▶

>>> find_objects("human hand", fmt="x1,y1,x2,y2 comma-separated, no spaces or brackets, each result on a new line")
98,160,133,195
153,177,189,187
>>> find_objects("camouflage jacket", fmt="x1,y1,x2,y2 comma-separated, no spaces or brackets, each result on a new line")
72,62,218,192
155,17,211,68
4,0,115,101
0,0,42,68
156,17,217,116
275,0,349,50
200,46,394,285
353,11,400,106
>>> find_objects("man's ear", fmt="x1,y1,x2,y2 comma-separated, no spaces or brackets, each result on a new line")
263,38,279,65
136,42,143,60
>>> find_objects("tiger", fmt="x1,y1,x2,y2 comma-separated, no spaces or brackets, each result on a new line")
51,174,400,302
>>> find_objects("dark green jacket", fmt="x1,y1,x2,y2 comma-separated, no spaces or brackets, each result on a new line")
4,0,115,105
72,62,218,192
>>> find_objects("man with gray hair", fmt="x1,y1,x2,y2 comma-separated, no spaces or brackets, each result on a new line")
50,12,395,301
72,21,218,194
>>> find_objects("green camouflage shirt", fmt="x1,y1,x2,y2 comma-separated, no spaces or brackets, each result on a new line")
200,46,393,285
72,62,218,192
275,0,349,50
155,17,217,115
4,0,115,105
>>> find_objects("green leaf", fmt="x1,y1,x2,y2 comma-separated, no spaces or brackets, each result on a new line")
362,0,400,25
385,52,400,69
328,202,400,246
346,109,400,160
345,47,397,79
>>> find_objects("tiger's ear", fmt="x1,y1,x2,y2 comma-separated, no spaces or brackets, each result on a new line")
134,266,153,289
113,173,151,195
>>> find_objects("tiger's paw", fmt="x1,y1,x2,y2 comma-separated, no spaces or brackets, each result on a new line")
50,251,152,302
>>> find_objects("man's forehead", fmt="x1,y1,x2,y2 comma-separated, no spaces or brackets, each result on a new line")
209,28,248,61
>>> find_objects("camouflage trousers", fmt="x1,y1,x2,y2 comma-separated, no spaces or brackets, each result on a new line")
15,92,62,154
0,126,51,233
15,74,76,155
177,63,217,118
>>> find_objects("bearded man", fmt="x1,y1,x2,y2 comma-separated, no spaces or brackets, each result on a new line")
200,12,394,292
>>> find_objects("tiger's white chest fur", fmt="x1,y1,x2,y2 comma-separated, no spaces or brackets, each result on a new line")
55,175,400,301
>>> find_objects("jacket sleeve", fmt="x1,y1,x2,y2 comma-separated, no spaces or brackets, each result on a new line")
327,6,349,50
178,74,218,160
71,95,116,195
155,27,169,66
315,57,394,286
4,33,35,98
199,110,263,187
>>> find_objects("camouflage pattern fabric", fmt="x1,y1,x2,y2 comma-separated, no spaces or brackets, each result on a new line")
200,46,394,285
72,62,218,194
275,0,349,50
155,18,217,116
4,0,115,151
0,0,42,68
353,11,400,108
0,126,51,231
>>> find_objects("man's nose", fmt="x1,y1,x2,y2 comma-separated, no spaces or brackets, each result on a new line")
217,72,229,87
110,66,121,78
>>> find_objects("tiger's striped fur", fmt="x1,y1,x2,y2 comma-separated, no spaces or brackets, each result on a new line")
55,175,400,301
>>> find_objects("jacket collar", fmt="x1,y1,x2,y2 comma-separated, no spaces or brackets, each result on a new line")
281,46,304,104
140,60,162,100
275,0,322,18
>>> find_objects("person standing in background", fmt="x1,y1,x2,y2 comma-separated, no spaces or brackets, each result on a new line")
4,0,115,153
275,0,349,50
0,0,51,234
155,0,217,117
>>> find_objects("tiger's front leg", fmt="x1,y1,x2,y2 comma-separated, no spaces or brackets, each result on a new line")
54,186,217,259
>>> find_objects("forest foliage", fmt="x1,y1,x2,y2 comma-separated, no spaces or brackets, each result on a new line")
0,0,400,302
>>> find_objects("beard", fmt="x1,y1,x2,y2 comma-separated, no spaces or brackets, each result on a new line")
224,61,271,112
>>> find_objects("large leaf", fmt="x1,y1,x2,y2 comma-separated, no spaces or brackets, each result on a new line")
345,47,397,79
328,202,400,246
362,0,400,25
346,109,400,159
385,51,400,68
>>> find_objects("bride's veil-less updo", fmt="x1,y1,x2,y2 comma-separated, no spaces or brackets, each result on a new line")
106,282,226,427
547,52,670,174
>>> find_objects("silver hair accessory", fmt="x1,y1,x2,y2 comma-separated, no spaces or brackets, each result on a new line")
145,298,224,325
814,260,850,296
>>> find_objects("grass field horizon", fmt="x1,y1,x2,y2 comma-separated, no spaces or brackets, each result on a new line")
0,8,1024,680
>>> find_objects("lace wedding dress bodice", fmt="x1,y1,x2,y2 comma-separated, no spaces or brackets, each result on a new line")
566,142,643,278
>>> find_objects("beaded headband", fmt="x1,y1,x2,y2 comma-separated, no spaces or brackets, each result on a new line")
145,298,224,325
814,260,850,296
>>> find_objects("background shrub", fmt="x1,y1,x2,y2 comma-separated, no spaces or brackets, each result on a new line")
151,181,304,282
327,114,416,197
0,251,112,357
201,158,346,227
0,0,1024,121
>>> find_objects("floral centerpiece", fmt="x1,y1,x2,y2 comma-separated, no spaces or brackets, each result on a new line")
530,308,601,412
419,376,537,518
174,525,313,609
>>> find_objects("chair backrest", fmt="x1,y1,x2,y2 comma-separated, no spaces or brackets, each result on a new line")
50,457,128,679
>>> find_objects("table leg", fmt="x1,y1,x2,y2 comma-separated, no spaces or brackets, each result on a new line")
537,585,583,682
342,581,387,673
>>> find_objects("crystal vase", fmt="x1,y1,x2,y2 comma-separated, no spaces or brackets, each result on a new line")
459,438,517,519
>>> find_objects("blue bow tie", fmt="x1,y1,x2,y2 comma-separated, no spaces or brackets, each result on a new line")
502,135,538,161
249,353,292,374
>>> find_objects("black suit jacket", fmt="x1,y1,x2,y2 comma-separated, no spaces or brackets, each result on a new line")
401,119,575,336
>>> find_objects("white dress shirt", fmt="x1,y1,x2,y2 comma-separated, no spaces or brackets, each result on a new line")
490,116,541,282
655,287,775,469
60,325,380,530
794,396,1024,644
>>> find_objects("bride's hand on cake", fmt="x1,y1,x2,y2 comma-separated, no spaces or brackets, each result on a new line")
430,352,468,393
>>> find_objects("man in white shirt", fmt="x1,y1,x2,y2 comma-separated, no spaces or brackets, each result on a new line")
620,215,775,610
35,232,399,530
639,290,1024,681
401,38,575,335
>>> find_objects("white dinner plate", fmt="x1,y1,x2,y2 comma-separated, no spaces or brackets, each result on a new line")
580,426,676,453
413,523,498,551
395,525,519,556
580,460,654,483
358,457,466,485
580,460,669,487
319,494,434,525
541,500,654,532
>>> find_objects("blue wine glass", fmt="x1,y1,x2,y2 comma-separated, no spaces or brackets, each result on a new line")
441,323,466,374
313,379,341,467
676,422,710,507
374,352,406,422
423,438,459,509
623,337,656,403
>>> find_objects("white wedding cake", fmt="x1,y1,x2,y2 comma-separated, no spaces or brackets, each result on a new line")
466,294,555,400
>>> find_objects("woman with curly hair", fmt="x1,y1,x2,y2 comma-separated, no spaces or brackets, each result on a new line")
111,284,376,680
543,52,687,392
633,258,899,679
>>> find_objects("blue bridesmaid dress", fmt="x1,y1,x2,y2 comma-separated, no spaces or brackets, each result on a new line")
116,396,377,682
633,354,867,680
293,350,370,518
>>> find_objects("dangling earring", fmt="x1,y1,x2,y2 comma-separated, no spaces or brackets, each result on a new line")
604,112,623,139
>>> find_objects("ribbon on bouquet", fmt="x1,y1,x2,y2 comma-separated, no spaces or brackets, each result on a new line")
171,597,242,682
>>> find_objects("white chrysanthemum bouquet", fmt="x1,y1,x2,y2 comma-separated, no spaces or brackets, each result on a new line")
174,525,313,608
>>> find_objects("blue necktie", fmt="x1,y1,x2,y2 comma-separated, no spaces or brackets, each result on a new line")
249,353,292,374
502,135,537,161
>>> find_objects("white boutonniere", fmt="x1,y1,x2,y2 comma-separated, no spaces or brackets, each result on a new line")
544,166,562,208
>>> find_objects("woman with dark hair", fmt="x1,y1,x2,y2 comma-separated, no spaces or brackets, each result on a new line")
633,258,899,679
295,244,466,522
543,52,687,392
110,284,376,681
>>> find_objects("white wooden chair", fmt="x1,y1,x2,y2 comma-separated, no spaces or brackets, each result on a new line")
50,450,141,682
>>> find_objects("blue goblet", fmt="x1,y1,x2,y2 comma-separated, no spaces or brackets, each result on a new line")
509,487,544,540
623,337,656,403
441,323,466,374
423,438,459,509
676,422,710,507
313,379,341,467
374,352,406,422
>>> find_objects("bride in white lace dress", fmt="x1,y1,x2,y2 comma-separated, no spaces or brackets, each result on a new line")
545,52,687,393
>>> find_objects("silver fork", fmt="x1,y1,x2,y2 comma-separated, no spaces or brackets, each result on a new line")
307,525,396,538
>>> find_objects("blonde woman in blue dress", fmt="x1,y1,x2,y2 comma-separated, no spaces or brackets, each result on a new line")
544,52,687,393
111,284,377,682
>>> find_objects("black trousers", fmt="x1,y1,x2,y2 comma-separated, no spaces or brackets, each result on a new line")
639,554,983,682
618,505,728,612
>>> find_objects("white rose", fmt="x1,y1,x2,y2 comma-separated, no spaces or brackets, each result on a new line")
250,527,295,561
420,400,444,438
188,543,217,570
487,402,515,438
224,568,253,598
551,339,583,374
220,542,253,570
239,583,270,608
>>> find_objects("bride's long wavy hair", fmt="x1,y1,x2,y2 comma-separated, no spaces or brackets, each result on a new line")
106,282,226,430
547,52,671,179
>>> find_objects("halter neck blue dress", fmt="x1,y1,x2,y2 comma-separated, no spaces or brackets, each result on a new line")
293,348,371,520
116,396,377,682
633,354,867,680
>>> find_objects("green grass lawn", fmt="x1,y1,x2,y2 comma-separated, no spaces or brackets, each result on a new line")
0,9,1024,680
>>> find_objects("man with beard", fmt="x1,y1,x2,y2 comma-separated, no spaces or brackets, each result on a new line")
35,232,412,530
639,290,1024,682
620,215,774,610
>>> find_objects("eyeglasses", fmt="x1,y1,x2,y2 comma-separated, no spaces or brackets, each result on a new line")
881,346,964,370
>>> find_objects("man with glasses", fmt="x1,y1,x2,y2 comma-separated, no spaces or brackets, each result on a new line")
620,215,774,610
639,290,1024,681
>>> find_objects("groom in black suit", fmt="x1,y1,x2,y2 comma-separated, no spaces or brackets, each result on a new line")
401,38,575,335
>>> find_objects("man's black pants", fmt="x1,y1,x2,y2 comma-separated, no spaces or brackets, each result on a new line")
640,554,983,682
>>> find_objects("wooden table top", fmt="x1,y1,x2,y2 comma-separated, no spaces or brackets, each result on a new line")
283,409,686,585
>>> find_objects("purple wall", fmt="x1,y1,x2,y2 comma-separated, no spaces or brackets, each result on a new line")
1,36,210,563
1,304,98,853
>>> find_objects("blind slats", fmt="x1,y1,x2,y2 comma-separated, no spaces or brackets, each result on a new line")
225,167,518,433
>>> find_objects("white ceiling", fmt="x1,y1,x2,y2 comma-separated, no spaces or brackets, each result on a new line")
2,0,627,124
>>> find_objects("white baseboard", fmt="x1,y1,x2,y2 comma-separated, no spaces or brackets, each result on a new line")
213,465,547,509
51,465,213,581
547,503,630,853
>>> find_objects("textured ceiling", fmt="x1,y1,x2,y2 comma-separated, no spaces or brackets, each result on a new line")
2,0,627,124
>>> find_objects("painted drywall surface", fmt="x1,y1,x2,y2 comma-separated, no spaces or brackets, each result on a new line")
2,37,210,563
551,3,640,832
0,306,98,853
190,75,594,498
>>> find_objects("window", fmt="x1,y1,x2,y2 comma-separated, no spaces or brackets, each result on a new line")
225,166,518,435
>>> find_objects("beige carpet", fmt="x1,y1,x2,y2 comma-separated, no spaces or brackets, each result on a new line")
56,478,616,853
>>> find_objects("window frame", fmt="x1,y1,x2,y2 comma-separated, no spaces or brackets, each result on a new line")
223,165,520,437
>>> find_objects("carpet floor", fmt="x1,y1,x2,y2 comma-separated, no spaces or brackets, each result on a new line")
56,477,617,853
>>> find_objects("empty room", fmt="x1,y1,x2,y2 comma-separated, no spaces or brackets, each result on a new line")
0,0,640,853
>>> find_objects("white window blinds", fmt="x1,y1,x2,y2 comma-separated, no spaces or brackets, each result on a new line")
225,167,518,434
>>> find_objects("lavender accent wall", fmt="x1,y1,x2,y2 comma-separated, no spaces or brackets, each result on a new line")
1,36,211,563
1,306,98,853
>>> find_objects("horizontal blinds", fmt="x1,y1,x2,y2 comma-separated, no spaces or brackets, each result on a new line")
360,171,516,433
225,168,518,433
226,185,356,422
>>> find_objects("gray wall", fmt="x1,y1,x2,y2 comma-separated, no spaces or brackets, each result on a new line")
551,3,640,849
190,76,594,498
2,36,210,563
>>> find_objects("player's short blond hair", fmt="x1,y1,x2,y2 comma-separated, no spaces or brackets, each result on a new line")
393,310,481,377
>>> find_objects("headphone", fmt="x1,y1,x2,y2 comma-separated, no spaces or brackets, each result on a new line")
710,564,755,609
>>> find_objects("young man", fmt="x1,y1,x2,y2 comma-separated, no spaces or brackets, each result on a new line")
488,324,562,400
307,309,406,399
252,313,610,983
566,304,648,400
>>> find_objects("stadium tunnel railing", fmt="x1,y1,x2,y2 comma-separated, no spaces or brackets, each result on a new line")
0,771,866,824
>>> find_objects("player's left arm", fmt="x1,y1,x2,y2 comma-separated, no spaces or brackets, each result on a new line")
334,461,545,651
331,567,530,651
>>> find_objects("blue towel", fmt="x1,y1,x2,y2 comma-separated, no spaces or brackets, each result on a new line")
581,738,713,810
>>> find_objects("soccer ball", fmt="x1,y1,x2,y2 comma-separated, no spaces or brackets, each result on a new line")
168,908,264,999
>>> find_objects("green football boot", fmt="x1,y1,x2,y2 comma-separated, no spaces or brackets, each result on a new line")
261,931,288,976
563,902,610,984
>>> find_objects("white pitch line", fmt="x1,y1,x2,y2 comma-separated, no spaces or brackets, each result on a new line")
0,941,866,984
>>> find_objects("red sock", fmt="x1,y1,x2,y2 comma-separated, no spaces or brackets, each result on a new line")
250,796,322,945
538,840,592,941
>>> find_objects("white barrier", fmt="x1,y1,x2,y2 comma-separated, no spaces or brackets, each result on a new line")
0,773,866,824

◀

## PROBLEM STATEMENT
Copy word for word the stretch from the beginning of the rows through the line that contains "72,21,218,194", including both ends.

## ANSWER TO THIS EXERCISE
>>> find_objects("human hand", fmt="x1,y1,x2,y2 comma-separated, no spaces or brackets, each result on a new line")
98,160,133,195
153,177,189,187
>>> find_objects("camouflage jacket", fmt="x1,y1,x2,y2 comma-separated, no spaces or brackets, each result on a new line")
72,62,218,192
155,17,211,68
4,0,115,101
0,0,42,68
156,17,217,116
275,0,349,50
200,46,394,285
353,11,400,106
>>> find_objects("man's ear", fmt="x1,y1,x2,y2 comma-separated, no spaces or brackets, each result on a new line")
263,38,279,65
136,42,143,60
>>> find_objects("tiger", fmt="x1,y1,x2,y2 comma-separated, no spaces or brackets, each result on a new line")
51,174,400,302
>>> find_objects("dark green jacket", fmt="x1,y1,x2,y2 comma-separated, no spaces or brackets, each result on a new line")
4,0,115,105
72,62,218,192
>>> find_objects("man with gray hair", fmt="x1,y1,x2,y2 comma-separated, no spaces or brackets, each result on a new line")
50,12,395,301
72,21,218,194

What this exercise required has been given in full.